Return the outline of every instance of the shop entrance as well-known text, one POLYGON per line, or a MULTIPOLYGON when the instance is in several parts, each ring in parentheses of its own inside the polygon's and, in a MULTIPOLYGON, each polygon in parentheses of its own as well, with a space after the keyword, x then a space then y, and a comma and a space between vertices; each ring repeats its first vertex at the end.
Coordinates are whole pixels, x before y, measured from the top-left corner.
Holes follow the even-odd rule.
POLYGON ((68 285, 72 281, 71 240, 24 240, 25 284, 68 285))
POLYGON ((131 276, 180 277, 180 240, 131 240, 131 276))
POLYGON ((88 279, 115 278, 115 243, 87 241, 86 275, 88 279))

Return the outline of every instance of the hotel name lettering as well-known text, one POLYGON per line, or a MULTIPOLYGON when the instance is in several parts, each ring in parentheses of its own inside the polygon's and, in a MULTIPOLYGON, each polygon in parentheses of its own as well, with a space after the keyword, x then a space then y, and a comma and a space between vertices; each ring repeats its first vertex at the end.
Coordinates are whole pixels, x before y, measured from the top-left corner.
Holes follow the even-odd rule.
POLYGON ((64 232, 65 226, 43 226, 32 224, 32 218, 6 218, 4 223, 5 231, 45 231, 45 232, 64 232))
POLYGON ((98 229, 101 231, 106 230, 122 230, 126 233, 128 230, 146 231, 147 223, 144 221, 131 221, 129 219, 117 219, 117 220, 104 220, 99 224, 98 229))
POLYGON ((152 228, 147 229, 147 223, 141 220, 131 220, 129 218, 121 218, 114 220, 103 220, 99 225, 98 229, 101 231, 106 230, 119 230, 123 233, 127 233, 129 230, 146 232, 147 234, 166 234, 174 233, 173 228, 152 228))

§ **Exercise aim**:
The material above needs to be reproduced exactly as written.

§ **Response below**:
Return the outline of every instance of the shop entrance as well-known text, one POLYGON per line, or a MULTIPOLYGON when the instance is in several parts, each ring in parentheses of its own inside the polygon's and, in a MULTIPOLYGON, each polygon in parentheses of its own as well, with a space after the keyword, x then a space then y, and a comma and a space between vertices; each ring repeats its first vertex at the end.
Coordinates are whole pixels, x before y, measured from the top-left corner.
Holes follow the even-odd rule.
POLYGON ((68 285, 72 281, 71 240, 24 240, 25 284, 68 285))
POLYGON ((131 276, 180 277, 180 240, 131 240, 131 276))
POLYGON ((88 279, 115 278, 115 243, 87 241, 86 275, 88 279))

Return the outline of every instance of the hotel name lettering as well-known text, one POLYGON per line, or a MULTIPOLYGON when the instance is in several parts, each ring in parentheses of its own inside the polygon's and, in a MULTIPOLYGON, each polygon in parentheses of its own as well, with a space after the keyword, x then a space then y, and a comma and a space between vertices; each ring repeats its first vertex at the end.
Coordinates are whole pixels, x before y, measured from the top-left corner.
Holes follow the even-odd rule.
POLYGON ((64 232, 65 226, 43 226, 32 224, 32 218, 6 218, 4 223, 5 231, 45 231, 45 232, 64 232))
POLYGON ((98 229, 101 231, 106 230, 122 230, 126 233, 128 230, 146 231, 147 223, 144 221, 131 221, 129 219, 117 219, 117 220, 104 220, 99 224, 98 229))
POLYGON ((152 228, 147 229, 147 223, 141 220, 131 220, 129 218, 121 218, 114 220, 103 220, 99 225, 98 229, 101 231, 106 230, 119 230, 123 233, 127 233, 129 230, 146 232, 147 234, 166 234, 174 233, 173 228, 152 228))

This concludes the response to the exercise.